====== Extracted information

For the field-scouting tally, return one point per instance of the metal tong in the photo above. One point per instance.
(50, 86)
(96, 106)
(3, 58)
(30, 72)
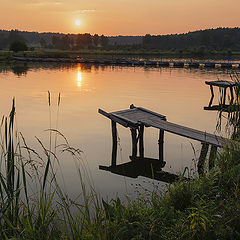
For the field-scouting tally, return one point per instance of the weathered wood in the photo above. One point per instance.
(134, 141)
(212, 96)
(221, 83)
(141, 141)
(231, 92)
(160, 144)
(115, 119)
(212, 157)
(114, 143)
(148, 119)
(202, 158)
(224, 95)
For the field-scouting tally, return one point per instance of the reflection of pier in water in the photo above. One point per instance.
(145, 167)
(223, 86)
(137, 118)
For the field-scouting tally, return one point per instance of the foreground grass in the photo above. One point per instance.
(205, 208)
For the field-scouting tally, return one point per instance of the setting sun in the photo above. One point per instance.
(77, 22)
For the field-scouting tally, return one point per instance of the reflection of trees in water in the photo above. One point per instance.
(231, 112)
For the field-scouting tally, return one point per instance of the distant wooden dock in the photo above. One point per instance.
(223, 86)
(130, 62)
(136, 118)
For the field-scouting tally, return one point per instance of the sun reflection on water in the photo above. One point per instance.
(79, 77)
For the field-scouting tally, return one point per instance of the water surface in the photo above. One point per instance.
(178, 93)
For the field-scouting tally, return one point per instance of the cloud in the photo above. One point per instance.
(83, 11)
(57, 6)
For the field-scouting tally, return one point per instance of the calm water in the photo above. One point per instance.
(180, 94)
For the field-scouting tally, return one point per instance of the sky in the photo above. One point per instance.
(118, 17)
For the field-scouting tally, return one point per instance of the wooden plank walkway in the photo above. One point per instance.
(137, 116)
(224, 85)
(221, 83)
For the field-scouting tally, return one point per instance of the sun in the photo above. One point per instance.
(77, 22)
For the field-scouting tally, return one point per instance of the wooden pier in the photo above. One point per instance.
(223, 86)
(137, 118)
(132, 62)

============

What the task asks: Set down, exactly as they appear, the line holding "of the sun in" and every line after it until the records end.

Solution below:
For the field-scouting tally, return one point per instance of the sun in the photo above. One point per instance.
(77, 22)
For the field-scouting tally, return one point per instance of the wooden pier in the photo above. One point per instance.
(223, 86)
(137, 118)
(132, 62)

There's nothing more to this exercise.